◆ **Task**:
Reproduce all of the data word for word.

◆ **Excerpted data**:
-- Begin --
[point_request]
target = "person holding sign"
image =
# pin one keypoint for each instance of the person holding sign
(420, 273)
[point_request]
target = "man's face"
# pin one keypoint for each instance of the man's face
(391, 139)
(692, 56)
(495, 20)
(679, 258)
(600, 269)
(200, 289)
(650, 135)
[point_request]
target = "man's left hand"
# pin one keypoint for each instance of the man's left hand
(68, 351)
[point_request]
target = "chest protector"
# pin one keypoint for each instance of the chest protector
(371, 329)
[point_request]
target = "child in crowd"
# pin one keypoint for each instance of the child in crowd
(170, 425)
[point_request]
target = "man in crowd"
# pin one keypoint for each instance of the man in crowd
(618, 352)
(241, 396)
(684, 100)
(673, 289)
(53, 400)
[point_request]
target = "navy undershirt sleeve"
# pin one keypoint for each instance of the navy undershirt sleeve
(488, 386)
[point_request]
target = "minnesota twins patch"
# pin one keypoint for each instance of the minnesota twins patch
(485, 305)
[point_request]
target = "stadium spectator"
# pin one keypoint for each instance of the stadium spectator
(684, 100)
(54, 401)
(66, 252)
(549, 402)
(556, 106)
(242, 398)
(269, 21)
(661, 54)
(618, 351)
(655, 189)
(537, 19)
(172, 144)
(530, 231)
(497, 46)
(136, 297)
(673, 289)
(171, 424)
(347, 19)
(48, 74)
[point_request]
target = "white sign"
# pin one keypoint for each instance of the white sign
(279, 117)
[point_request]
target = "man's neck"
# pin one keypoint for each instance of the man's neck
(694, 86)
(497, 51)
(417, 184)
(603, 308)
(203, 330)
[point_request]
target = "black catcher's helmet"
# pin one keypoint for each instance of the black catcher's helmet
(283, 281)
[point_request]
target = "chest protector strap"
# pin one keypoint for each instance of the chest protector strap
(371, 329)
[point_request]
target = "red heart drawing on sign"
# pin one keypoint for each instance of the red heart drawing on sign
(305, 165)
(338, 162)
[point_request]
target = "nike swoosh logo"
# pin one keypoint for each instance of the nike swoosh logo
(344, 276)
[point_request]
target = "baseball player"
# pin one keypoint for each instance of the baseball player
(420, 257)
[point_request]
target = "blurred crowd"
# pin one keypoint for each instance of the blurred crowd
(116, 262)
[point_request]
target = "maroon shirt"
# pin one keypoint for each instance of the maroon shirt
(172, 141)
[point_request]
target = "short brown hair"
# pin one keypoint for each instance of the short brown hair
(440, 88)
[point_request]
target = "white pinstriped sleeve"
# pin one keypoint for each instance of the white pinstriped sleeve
-- End --
◆ **Exercise answer**:
[point_request]
target = "person holding sign"
image =
# pin one keypoint for each instance of the person holding sign
(420, 273)
[point_request]
target = "man's face"
# pin one keypoint for each instance of the man's face
(391, 139)
(692, 56)
(495, 20)
(679, 258)
(600, 269)
(200, 289)
(650, 135)
[point_request]
target = "man's left hand"
# pin one keypoint for each instance of the man's left hand
(68, 351)
[point_request]
target = "chest protector"
# pin one keypoint for each instance of the chest protector
(371, 329)
[point_request]
target = "child in crowd"
# pin one keypoint for each instance of the child in crowd
(170, 425)
[point_request]
target = "man in crowd"
# pin one keypoint for each instance of the man in crowd
(618, 352)
(241, 396)
(684, 100)
(673, 289)
(53, 400)
[point_request]
target = "navy undershirt sleeve"
# pin one keypoint for each instance of the navy undershirt sleeve
(488, 386)
[point_request]
target = "minnesota twins patch"
# pin one keypoint for each instance of the minnesota twins patch
(485, 305)
[point_request]
target = "stadium spectator"
# pin one keypoint for each instance of the stadium spectator
(684, 100)
(54, 401)
(66, 252)
(549, 402)
(556, 106)
(242, 398)
(269, 21)
(661, 54)
(618, 351)
(655, 189)
(537, 19)
(172, 144)
(530, 231)
(497, 46)
(136, 297)
(673, 289)
(171, 424)
(347, 19)
(48, 74)
[point_request]
target = "white sign"
# pin one keypoint for each instance of the white sign
(279, 117)
[point_request]
target = "man's neck"
# pin one keypoint for each instance of the man's neck
(694, 86)
(497, 51)
(417, 184)
(603, 308)
(203, 330)
[point_request]
target = "black catcher's helmet"
# pin one keypoint for each instance of the black catcher's helmet
(283, 281)
[point_request]
target = "chest protector strap"
# pin one keypoint for each instance of the chest protector strap
(371, 329)
[point_request]
target = "red heart drawing on sign"
# pin one keypoint for each instance of the red heart drawing on sign
(305, 165)
(338, 162)
[point_request]
target = "nike swoosh logo"
# pin one keypoint for each instance of the nike swoosh logo
(344, 276)
[point_request]
target = "baseball player"
# pin one keypoint for each instance of the baseball player
(420, 257)
[point_request]
target = "blurred crowd"
# pin one keypoint for each instance of the blurred crowd
(116, 262)
[point_request]
target = "maroon shirt"
# pin one keypoint for each instance of the maroon shirt
(172, 141)
[point_request]
target = "short brown hair"
# pin one keypoint for each instance of the short brown hair
(440, 88)
[point_request]
target = "white pinstriped sleeve"
# pin one keypoint for each instance of the white pinstriped sleeve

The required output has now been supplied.